* _TASK DESCRIPTION_: Only certain lines below are wanted: those starting at the line containing "Exercise. Point out the kitchen in" and ending at the line containing "Exercise. Point out the ceiling", both included, each retyped exactly.

DATA FOR THIS EXERCISE: Begin

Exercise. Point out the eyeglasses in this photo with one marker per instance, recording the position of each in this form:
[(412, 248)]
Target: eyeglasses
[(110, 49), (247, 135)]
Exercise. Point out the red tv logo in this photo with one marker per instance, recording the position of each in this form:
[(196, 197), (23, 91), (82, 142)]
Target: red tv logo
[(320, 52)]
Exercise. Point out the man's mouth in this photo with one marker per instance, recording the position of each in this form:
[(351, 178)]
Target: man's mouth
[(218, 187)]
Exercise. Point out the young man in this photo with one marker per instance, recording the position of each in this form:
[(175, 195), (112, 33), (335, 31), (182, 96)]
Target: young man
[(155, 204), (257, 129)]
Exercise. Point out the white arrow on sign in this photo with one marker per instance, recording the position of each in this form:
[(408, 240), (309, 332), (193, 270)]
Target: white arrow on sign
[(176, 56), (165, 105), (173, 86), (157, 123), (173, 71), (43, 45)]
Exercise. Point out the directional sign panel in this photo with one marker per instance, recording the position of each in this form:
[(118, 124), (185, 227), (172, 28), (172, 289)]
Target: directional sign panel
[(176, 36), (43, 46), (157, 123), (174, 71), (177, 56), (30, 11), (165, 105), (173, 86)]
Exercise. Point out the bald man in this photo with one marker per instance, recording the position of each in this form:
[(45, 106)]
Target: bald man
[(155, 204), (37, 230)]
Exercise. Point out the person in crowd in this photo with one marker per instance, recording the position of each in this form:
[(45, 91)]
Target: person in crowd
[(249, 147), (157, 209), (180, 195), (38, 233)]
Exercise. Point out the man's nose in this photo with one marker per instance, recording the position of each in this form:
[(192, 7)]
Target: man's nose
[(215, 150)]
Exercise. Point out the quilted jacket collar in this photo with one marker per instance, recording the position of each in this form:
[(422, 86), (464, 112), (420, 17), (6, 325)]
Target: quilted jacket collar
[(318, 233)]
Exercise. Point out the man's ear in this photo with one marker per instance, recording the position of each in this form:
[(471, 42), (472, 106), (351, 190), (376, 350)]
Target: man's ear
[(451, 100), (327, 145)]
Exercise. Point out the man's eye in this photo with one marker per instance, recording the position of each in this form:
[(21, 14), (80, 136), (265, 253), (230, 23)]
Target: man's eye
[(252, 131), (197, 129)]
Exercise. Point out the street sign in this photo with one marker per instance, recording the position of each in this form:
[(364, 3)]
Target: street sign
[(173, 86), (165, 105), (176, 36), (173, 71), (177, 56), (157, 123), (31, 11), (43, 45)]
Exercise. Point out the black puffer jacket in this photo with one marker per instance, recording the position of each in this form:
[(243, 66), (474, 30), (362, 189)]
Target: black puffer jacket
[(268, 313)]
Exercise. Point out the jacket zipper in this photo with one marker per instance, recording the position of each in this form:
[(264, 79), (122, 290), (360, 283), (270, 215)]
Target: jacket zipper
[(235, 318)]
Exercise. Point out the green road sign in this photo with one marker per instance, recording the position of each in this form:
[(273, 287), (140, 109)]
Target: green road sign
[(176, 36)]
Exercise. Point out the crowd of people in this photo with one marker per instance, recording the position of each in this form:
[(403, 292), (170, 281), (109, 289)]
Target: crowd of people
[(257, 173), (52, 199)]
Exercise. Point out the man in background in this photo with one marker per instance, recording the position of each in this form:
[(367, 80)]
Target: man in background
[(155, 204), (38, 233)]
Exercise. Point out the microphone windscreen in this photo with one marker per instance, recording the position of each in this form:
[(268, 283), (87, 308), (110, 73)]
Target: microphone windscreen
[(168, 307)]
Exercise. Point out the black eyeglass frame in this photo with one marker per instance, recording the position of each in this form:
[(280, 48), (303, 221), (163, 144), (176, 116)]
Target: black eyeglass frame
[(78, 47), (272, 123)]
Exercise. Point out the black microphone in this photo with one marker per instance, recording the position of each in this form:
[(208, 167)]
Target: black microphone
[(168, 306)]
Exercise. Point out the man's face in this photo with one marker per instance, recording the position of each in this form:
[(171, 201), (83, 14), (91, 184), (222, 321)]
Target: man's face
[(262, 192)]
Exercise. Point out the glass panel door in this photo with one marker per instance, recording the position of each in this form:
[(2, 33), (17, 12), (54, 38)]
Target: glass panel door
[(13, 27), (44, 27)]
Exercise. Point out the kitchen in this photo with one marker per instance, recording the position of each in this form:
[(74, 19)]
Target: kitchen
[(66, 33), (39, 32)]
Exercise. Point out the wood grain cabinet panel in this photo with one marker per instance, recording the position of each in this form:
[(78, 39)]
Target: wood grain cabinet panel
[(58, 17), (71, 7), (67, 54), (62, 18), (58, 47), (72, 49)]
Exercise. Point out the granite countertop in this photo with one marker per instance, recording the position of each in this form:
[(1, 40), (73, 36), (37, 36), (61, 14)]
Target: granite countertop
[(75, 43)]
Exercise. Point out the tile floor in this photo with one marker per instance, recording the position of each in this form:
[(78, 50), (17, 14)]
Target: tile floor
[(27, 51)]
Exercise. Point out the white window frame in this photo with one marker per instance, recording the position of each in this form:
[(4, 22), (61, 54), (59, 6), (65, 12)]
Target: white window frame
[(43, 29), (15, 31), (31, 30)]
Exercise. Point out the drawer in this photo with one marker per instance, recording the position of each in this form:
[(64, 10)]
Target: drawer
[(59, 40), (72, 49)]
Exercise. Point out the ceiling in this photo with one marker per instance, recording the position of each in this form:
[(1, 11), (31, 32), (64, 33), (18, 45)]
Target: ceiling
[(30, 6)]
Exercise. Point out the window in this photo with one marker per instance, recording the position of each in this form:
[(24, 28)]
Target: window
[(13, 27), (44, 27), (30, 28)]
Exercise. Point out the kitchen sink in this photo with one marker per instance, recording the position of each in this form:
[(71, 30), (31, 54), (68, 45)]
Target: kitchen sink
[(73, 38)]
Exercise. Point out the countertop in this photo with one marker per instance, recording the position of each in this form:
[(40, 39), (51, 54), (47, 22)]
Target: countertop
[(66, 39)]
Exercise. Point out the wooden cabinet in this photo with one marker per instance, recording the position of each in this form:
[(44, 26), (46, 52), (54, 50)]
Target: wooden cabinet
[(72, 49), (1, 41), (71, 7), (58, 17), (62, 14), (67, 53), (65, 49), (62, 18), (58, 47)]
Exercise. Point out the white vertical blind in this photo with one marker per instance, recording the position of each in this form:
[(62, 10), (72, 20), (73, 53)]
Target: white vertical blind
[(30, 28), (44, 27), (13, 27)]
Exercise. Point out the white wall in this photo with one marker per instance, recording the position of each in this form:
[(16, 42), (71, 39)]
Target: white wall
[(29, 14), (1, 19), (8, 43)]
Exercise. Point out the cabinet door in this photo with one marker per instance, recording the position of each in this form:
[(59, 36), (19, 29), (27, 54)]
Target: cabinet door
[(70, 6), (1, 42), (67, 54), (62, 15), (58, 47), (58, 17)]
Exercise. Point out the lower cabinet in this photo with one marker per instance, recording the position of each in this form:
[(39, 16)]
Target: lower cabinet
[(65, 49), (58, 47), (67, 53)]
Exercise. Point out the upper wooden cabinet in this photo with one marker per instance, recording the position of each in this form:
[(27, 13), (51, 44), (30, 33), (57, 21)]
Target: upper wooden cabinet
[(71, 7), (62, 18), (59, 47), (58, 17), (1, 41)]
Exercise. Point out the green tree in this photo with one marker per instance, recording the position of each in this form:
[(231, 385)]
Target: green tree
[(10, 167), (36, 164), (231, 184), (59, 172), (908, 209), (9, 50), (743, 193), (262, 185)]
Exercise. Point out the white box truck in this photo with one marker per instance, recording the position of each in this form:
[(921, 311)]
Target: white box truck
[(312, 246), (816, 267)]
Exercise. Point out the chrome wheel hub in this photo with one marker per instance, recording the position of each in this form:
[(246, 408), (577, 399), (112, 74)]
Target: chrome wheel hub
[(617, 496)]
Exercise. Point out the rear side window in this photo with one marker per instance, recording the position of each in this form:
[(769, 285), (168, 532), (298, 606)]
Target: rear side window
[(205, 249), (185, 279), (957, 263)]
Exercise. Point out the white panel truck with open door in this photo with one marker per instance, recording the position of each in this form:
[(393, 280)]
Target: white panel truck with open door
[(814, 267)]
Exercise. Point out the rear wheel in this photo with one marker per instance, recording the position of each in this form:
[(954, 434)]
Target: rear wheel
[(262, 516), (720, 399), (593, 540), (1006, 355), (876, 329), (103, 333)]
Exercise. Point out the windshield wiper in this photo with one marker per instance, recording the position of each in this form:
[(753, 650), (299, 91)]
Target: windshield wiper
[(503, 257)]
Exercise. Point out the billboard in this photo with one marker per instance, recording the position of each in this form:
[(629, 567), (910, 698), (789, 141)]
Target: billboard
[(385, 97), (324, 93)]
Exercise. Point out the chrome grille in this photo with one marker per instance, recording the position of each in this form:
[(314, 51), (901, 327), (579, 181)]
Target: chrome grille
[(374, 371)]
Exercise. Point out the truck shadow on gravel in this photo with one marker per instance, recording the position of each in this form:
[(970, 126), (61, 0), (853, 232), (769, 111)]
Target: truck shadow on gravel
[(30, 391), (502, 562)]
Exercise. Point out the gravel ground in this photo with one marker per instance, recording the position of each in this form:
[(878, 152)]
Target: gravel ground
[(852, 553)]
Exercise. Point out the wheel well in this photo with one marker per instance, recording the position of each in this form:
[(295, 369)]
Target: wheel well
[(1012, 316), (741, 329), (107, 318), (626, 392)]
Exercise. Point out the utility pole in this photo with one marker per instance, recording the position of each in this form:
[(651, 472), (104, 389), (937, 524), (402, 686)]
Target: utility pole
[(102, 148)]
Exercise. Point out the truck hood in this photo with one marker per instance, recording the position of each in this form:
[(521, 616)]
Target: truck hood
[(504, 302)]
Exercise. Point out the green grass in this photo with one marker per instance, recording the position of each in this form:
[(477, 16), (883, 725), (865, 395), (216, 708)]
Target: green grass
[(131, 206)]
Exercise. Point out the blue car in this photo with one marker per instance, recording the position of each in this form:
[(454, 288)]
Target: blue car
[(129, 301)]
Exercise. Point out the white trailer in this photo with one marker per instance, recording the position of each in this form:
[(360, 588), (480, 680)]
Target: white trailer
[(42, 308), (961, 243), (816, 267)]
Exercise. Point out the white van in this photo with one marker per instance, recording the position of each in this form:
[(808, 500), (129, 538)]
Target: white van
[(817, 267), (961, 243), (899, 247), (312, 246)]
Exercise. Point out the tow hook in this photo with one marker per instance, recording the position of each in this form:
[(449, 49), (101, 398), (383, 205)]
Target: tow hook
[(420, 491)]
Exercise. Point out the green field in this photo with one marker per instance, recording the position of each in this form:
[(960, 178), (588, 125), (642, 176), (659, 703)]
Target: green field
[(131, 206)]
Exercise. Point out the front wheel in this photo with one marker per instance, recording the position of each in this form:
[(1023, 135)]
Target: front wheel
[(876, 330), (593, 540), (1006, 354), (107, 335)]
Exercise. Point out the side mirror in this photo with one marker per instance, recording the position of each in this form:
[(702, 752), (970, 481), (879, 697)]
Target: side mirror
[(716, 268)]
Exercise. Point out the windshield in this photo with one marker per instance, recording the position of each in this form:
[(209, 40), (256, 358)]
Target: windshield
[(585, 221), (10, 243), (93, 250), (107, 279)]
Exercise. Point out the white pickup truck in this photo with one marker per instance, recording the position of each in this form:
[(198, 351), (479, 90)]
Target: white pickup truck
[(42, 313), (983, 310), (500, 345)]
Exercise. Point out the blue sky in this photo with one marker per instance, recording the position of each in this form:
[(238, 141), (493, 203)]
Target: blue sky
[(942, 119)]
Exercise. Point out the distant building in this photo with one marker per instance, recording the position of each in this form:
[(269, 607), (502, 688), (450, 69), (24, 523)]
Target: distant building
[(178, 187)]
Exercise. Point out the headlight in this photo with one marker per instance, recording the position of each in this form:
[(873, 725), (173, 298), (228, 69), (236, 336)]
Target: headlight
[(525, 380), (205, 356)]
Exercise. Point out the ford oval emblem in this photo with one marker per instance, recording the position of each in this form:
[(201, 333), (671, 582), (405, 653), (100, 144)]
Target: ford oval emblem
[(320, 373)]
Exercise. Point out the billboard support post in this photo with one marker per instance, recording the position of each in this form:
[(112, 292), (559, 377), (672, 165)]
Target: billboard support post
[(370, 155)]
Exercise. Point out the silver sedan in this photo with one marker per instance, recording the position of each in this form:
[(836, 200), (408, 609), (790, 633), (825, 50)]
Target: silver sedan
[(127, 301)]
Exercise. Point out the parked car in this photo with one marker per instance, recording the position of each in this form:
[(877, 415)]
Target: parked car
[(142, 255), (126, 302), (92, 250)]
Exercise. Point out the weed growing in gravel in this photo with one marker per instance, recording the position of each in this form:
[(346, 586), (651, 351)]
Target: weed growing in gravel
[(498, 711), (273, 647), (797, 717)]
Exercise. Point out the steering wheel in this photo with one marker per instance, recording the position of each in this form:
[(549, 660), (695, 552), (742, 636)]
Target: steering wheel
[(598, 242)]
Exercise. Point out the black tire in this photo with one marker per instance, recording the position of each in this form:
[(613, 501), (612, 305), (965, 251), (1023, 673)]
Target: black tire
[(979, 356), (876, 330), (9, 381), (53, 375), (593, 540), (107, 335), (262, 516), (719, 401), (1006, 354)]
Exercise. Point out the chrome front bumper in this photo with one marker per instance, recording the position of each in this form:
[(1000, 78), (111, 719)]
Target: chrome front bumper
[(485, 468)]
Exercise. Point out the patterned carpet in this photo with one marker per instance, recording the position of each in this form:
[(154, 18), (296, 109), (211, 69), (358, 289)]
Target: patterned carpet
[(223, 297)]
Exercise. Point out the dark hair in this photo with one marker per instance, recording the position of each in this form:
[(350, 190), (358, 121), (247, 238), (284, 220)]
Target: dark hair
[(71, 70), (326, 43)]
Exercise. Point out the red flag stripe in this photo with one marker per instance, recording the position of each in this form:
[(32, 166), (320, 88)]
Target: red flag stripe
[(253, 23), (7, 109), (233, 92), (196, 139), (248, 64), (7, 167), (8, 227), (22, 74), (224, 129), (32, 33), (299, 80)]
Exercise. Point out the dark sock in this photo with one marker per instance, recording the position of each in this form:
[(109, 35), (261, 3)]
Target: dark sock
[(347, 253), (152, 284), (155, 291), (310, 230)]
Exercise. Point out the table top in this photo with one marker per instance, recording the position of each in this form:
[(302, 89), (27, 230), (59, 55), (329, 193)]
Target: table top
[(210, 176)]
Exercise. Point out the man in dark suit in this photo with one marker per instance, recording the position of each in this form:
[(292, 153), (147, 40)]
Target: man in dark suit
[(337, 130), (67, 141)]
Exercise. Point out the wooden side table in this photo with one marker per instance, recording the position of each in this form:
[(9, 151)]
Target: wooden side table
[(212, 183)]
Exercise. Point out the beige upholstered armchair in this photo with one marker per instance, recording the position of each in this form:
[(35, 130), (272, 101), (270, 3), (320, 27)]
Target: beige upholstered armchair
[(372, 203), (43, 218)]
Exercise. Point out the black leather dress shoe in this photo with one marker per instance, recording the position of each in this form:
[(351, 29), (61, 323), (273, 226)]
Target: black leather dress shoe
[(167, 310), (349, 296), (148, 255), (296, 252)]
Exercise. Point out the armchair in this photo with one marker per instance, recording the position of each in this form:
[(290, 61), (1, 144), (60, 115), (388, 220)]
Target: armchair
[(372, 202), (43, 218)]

DATA FOR THIS EXERCISE: End

* _SOLUTION TO THE EXERCISE_:
Exercise. Point out the kitchen in this photo with one marker per instance, recording the position of each in this form:
[(74, 19)]
Target: kitchen
[(66, 33), (39, 32)]
Exercise. Point out the wood grain cabinet panel in this photo with one marker per instance, recording the position of each in this form:
[(78, 39)]
Target: wood grain cabinet panel
[(58, 17), (71, 7), (67, 54), (62, 18), (58, 47), (72, 49)]
Exercise. Point out the granite countertop in this photo with one marker per instance, recording the position of each in this form:
[(1, 40), (73, 36), (37, 36), (61, 14)]
Target: granite countertop
[(75, 43)]
Exercise. Point out the tile floor in this photo with one marker per instance, recording the position of each in this form:
[(78, 50), (17, 14)]
Target: tile floor
[(27, 51)]
Exercise. Point out the white window frame in this photo with one marker per instance, recording the position of each in this form:
[(4, 22), (61, 54), (59, 6), (65, 12)]
Target: white window frame
[(43, 29), (15, 31), (31, 30)]
Exercise. Point out the drawer in this photo with one marker per instance, recording the position of each in this form:
[(64, 10)]
Target: drawer
[(59, 40), (72, 49)]
Exercise. Point out the ceiling in this photo with one marker per instance, recording the position of each in this form:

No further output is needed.